+++ Extracted data +++

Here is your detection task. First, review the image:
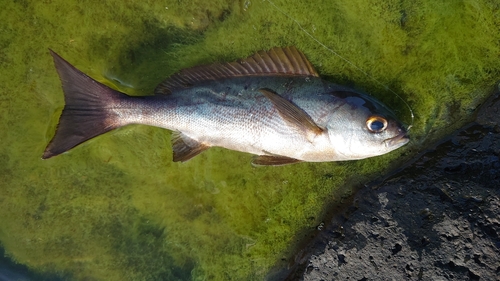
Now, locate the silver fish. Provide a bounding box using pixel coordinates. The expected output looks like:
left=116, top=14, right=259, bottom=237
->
left=42, top=47, right=409, bottom=165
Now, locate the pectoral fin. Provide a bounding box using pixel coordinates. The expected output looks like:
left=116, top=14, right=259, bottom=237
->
left=252, top=155, right=302, bottom=166
left=259, top=89, right=323, bottom=142
left=172, top=132, right=210, bottom=162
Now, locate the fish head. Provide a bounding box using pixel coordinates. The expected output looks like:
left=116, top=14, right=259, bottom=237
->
left=327, top=91, right=409, bottom=160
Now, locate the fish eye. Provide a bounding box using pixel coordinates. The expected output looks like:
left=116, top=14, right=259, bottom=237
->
left=366, top=116, right=387, bottom=133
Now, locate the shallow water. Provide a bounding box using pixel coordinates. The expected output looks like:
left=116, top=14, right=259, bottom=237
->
left=0, top=1, right=500, bottom=280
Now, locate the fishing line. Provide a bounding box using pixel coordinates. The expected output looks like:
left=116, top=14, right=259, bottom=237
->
left=264, top=0, right=415, bottom=131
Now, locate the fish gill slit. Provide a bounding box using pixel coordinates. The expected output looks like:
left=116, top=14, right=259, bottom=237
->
left=264, top=0, right=415, bottom=131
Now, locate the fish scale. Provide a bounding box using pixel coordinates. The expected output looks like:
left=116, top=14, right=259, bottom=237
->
left=43, top=47, right=409, bottom=165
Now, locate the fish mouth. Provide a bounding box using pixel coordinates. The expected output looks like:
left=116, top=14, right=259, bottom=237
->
left=384, top=131, right=410, bottom=147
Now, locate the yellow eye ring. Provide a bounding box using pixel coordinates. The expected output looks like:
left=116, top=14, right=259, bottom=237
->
left=366, top=115, right=387, bottom=133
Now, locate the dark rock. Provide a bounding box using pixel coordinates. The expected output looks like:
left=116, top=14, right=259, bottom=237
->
left=289, top=91, right=500, bottom=280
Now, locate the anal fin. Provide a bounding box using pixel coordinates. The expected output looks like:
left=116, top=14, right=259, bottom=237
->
left=252, top=155, right=302, bottom=166
left=172, top=132, right=210, bottom=162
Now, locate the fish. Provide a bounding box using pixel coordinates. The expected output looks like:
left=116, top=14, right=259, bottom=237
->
left=42, top=47, right=410, bottom=166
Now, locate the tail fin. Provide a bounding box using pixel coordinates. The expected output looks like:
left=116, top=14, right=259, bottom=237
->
left=42, top=50, right=127, bottom=159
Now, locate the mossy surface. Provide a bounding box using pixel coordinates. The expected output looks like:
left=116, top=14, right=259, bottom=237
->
left=0, top=0, right=500, bottom=280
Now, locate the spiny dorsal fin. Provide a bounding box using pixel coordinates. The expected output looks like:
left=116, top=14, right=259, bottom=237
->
left=259, top=89, right=323, bottom=142
left=172, top=132, right=210, bottom=162
left=252, top=155, right=302, bottom=166
left=155, top=47, right=319, bottom=95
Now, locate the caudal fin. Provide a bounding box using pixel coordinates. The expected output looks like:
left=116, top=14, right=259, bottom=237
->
left=42, top=50, right=127, bottom=159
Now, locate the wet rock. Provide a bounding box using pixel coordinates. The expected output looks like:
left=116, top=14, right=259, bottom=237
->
left=289, top=91, right=500, bottom=280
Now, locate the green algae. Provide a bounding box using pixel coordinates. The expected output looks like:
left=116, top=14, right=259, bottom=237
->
left=0, top=0, right=500, bottom=280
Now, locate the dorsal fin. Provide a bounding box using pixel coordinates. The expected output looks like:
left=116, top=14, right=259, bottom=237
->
left=155, top=47, right=319, bottom=95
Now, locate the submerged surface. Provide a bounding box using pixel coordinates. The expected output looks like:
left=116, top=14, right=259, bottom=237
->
left=298, top=89, right=500, bottom=280
left=0, top=0, right=500, bottom=280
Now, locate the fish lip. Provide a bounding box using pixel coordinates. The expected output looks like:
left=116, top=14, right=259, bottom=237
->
left=384, top=130, right=410, bottom=147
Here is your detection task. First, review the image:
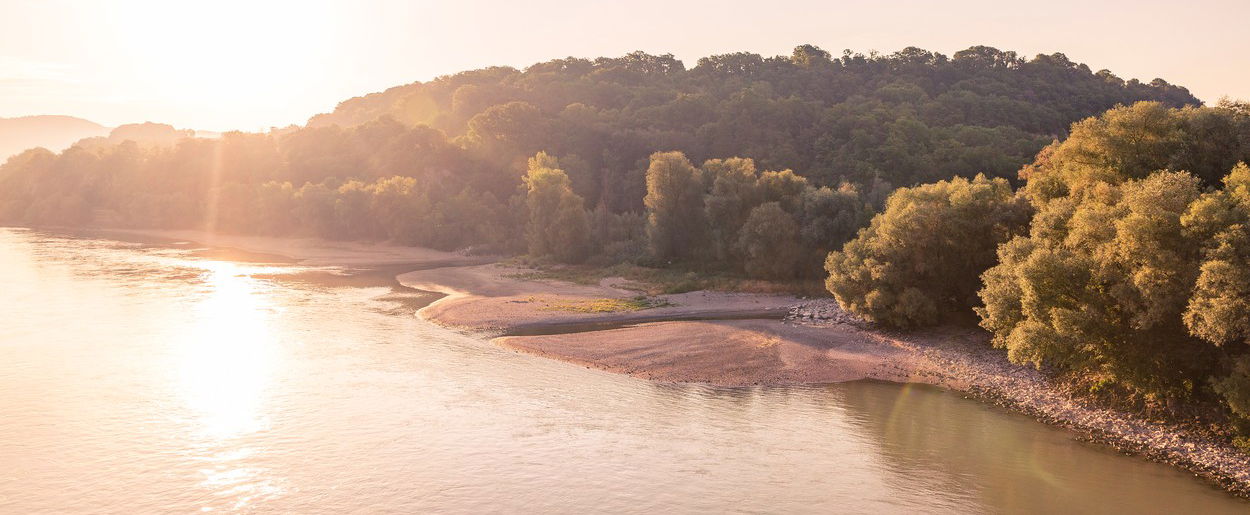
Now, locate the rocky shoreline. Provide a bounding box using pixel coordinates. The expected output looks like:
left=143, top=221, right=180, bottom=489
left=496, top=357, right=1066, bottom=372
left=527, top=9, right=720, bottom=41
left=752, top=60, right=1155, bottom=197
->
left=786, top=299, right=1250, bottom=499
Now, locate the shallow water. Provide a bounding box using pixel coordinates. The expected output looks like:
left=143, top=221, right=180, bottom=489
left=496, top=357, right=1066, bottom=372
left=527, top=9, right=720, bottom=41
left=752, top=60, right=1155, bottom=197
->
left=0, top=229, right=1250, bottom=514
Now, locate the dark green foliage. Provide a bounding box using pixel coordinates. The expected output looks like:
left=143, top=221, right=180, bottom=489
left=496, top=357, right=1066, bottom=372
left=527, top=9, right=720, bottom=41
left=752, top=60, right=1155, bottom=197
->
left=738, top=203, right=804, bottom=280
left=525, top=153, right=591, bottom=263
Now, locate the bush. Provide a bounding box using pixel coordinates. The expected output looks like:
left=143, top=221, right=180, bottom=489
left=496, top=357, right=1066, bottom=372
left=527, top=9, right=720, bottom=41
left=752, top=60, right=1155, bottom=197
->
left=825, top=175, right=1030, bottom=328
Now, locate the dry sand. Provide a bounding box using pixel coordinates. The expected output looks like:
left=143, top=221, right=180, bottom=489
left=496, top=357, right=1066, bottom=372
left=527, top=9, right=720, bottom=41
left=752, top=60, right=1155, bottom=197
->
left=97, top=231, right=1250, bottom=496
left=103, top=229, right=483, bottom=266
left=399, top=264, right=931, bottom=386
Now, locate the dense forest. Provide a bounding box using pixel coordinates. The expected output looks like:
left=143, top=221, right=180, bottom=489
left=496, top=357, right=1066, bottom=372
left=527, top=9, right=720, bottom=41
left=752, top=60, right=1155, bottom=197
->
left=826, top=101, right=1250, bottom=434
left=7, top=45, right=1250, bottom=434
left=0, top=45, right=1199, bottom=279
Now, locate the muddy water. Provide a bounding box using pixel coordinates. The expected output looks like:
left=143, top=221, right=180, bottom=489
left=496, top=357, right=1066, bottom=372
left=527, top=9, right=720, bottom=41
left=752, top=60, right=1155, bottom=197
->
left=0, top=229, right=1250, bottom=514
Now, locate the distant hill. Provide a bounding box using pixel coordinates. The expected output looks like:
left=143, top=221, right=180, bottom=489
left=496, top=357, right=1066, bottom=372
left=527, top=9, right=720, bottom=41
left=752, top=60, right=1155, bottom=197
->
left=74, top=121, right=199, bottom=149
left=0, top=115, right=109, bottom=163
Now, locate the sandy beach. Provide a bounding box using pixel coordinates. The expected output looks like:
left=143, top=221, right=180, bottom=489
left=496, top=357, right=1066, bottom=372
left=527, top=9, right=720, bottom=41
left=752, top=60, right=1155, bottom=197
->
left=95, top=231, right=1250, bottom=496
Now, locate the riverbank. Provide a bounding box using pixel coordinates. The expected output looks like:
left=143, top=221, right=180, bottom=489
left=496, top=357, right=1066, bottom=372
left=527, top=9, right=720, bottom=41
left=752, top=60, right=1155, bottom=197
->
left=75, top=231, right=1250, bottom=498
left=398, top=260, right=1250, bottom=498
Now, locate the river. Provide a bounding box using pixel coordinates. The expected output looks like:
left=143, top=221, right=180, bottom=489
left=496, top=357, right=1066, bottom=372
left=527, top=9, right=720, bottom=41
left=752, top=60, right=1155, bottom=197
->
left=0, top=229, right=1250, bottom=514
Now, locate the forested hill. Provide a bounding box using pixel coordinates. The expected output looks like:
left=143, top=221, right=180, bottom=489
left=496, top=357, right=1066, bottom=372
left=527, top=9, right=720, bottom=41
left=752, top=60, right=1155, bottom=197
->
left=0, top=45, right=1199, bottom=255
left=0, top=115, right=109, bottom=163
left=309, top=45, right=1200, bottom=201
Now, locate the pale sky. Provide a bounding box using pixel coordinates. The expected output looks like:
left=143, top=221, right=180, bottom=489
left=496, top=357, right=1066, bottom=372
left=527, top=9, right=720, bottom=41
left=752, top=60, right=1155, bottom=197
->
left=0, top=0, right=1250, bottom=130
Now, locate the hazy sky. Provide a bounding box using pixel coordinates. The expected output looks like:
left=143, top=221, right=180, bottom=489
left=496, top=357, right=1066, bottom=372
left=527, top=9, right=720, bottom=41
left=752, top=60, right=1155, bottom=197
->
left=0, top=0, right=1250, bottom=130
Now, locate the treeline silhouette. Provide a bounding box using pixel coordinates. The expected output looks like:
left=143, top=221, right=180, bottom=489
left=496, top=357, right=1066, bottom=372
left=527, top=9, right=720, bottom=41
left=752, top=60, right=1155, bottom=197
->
left=826, top=101, right=1250, bottom=427
left=0, top=45, right=1198, bottom=273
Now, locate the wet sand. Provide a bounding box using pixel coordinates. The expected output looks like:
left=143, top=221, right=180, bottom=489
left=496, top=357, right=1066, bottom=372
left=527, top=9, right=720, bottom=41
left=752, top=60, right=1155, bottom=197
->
left=97, top=231, right=1250, bottom=496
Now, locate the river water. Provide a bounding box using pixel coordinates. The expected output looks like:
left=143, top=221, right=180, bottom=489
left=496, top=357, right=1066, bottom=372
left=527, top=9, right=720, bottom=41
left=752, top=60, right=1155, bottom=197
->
left=0, top=229, right=1250, bottom=514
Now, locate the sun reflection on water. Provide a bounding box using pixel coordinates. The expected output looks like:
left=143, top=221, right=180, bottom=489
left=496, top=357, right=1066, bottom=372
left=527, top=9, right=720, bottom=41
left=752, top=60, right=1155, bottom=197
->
left=179, top=261, right=278, bottom=440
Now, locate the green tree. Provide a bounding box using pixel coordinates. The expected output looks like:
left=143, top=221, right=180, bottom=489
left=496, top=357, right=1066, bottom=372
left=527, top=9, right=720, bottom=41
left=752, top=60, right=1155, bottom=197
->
left=525, top=153, right=590, bottom=263
left=703, top=158, right=763, bottom=261
left=738, top=203, right=803, bottom=279
left=643, top=153, right=708, bottom=260
left=825, top=175, right=1030, bottom=328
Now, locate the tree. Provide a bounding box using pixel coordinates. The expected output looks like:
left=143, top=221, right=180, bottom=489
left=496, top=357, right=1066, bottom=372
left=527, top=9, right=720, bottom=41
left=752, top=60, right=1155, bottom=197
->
left=825, top=175, right=1030, bottom=328
left=643, top=153, right=708, bottom=260
left=738, top=203, right=803, bottom=279
left=703, top=158, right=761, bottom=261
left=978, top=173, right=1214, bottom=399
left=525, top=153, right=590, bottom=263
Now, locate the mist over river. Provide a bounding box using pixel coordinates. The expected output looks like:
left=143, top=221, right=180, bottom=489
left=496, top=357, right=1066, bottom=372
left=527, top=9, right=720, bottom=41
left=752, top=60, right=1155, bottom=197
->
left=0, top=229, right=1250, bottom=514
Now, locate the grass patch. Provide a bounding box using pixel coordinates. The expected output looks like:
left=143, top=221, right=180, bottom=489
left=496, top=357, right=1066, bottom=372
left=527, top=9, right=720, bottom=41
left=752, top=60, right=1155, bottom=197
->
left=526, top=295, right=674, bottom=313
left=497, top=263, right=829, bottom=296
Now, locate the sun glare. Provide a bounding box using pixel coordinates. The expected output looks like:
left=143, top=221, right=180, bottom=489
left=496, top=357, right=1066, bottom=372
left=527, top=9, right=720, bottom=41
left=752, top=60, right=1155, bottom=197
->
left=180, top=261, right=276, bottom=439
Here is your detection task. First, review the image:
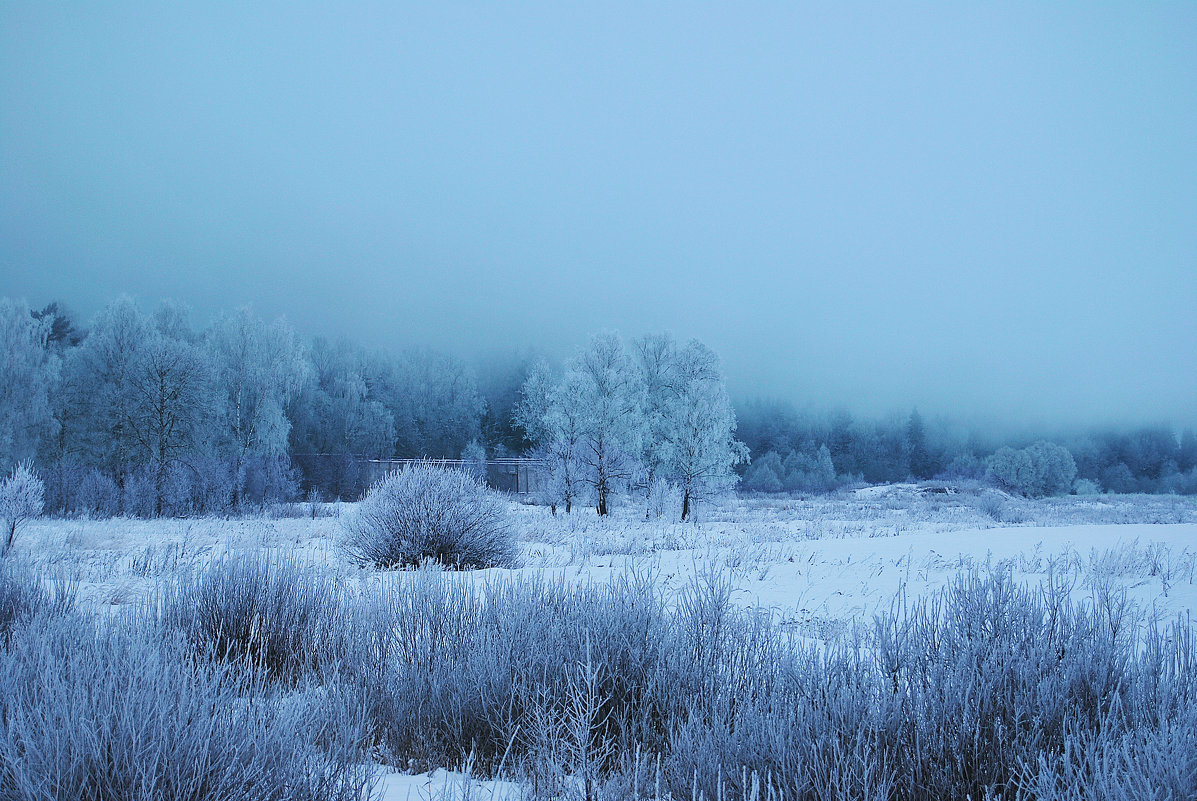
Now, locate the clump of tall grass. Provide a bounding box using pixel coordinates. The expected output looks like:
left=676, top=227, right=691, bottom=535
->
left=0, top=614, right=373, bottom=801
left=332, top=562, right=1197, bottom=800
left=153, top=550, right=344, bottom=682
left=0, top=556, right=78, bottom=643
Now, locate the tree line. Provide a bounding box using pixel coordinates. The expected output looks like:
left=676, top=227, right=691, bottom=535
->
left=736, top=400, right=1197, bottom=496
left=0, top=297, right=1197, bottom=516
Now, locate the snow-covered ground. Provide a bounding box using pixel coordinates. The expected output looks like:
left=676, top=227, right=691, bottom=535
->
left=17, top=485, right=1197, bottom=638
left=16, top=485, right=1197, bottom=801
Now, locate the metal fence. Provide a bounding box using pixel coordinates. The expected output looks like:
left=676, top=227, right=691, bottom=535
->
left=365, top=459, right=545, bottom=494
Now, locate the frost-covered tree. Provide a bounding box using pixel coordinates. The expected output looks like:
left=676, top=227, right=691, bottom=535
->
left=783, top=444, right=836, bottom=492
left=745, top=450, right=785, bottom=492
left=989, top=441, right=1076, bottom=498
left=0, top=298, right=60, bottom=471
left=661, top=340, right=748, bottom=520
left=376, top=348, right=486, bottom=459
left=126, top=310, right=215, bottom=516
left=515, top=362, right=585, bottom=514
left=59, top=297, right=150, bottom=493
left=988, top=448, right=1035, bottom=494
left=0, top=461, right=45, bottom=557
left=287, top=338, right=395, bottom=498
left=1026, top=441, right=1076, bottom=496
left=207, top=309, right=311, bottom=506
left=565, top=333, right=644, bottom=515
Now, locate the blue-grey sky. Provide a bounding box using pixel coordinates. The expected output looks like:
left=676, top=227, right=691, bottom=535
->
left=0, top=1, right=1197, bottom=424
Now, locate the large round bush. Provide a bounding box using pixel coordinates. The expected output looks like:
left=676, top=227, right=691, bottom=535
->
left=345, top=463, right=516, bottom=570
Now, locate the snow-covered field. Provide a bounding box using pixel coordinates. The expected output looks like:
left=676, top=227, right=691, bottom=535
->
left=17, top=485, right=1197, bottom=637
left=16, top=485, right=1197, bottom=800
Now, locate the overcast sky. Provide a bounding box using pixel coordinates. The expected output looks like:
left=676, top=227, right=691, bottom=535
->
left=0, top=0, right=1197, bottom=424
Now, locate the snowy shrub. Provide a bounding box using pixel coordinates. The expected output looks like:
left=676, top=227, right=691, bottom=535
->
left=0, top=559, right=49, bottom=642
left=0, top=462, right=45, bottom=556
left=344, top=463, right=517, bottom=569
left=0, top=615, right=372, bottom=801
left=73, top=467, right=121, bottom=517
left=157, top=551, right=341, bottom=681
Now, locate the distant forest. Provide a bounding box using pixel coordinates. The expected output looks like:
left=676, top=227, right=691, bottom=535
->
left=7, top=297, right=1197, bottom=516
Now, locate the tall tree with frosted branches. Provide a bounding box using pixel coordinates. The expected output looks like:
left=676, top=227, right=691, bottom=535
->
left=515, top=362, right=585, bottom=514
left=565, top=333, right=643, bottom=515
left=668, top=340, right=748, bottom=520
left=207, top=308, right=311, bottom=506
left=632, top=334, right=679, bottom=520
left=0, top=298, right=60, bottom=471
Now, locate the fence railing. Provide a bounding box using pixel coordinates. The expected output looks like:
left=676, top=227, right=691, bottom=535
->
left=365, top=457, right=545, bottom=494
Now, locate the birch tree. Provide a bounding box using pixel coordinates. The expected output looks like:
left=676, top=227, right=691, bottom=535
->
left=207, top=308, right=311, bottom=506
left=668, top=340, right=748, bottom=521
left=515, top=363, right=584, bottom=514
left=565, top=333, right=643, bottom=515
left=0, top=298, right=60, bottom=471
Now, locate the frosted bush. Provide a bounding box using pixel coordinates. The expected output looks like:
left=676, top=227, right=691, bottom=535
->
left=0, top=462, right=45, bottom=556
left=344, top=463, right=517, bottom=570
left=0, top=615, right=373, bottom=801
left=158, top=551, right=341, bottom=681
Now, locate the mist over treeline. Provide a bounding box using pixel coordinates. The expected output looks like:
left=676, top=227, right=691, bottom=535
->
left=7, top=297, right=1197, bottom=516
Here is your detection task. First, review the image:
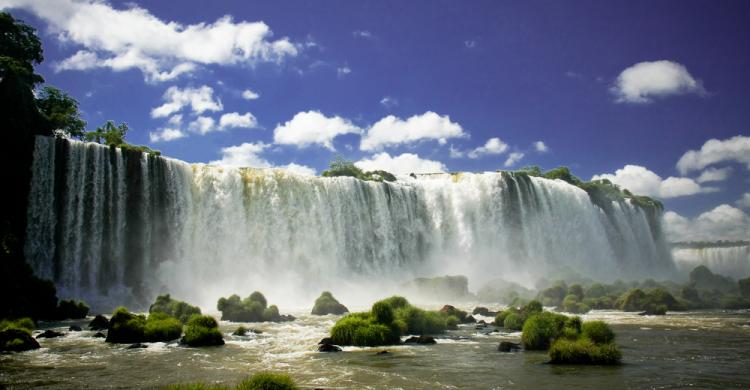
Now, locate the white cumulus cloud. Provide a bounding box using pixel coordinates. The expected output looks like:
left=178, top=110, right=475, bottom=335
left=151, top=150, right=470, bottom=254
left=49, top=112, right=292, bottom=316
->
left=273, top=111, right=362, bottom=150
left=737, top=192, right=750, bottom=209
left=695, top=167, right=732, bottom=183
left=677, top=135, right=750, bottom=175
left=534, top=141, right=549, bottom=153
left=354, top=152, right=448, bottom=175
left=467, top=137, right=512, bottom=158
left=611, top=60, right=705, bottom=103
left=151, top=85, right=224, bottom=118
left=591, top=165, right=716, bottom=198
left=219, top=112, right=258, bottom=130
left=209, top=142, right=272, bottom=168
left=0, top=0, right=299, bottom=82
left=662, top=204, right=750, bottom=242
left=242, top=89, right=260, bottom=100
left=360, top=111, right=466, bottom=151
left=503, top=152, right=524, bottom=167
left=148, top=128, right=185, bottom=142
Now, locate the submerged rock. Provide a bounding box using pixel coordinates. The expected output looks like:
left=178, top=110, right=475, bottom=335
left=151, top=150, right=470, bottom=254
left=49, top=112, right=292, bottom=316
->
left=404, top=336, right=437, bottom=344
left=497, top=341, right=521, bottom=352
left=0, top=328, right=39, bottom=352
left=89, top=314, right=109, bottom=330
left=36, top=329, right=65, bottom=339
left=318, top=344, right=341, bottom=352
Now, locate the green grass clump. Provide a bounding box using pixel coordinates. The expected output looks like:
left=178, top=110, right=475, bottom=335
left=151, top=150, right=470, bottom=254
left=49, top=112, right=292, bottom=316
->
left=581, top=321, right=615, bottom=344
left=312, top=291, right=349, bottom=316
left=182, top=314, right=224, bottom=347
left=503, top=313, right=524, bottom=330
left=166, top=372, right=298, bottom=390
left=331, top=296, right=459, bottom=346
left=549, top=337, right=622, bottom=365
left=0, top=317, right=36, bottom=333
left=521, top=311, right=567, bottom=350
left=148, top=294, right=201, bottom=324
left=143, top=312, right=182, bottom=342
left=235, top=372, right=297, bottom=390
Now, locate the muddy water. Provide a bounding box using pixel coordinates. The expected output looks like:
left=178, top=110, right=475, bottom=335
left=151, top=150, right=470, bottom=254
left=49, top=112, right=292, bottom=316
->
left=0, top=311, right=750, bottom=389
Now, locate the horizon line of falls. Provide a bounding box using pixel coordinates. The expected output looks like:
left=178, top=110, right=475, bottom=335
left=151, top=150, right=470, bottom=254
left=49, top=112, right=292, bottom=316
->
left=26, top=137, right=673, bottom=309
left=672, top=245, right=750, bottom=279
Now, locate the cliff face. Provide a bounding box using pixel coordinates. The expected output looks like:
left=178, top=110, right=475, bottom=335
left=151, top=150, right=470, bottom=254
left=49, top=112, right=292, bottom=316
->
left=26, top=137, right=672, bottom=303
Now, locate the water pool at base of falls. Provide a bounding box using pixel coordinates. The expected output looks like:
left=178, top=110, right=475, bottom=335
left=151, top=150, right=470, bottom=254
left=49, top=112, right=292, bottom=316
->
left=0, top=307, right=750, bottom=389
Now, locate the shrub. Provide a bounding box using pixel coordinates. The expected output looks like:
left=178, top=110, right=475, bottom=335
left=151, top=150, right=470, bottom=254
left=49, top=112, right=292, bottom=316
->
left=216, top=291, right=294, bottom=322
left=581, top=321, right=615, bottom=344
left=0, top=317, right=36, bottom=334
left=521, top=312, right=567, bottom=350
left=503, top=313, right=524, bottom=330
left=143, top=312, right=182, bottom=342
left=182, top=314, right=224, bottom=347
left=549, top=338, right=622, bottom=364
left=235, top=372, right=297, bottom=390
left=371, top=301, right=394, bottom=325
left=331, top=314, right=399, bottom=347
left=148, top=294, right=201, bottom=324
left=57, top=300, right=89, bottom=320
left=105, top=306, right=146, bottom=344
left=311, top=291, right=349, bottom=316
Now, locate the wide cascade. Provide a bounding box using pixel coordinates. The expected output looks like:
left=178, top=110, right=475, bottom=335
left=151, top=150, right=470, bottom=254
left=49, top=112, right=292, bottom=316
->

+++

Required task
Copy out the items above word for word, from the line containing "Now, locate the submerged rock." through the line containing "left=318, top=344, right=341, bottom=352", including both of those lines.

Answer to this problem
Now, locate the submerged rock. Provide a bounding box using pixel coordinates. The expected output looks like:
left=178, top=110, right=475, bottom=335
left=151, top=150, right=470, bottom=254
left=49, top=112, right=292, bottom=316
->
left=404, top=336, right=437, bottom=344
left=497, top=341, right=521, bottom=352
left=0, top=328, right=39, bottom=352
left=89, top=314, right=109, bottom=330
left=36, top=329, right=65, bottom=339
left=318, top=344, right=341, bottom=352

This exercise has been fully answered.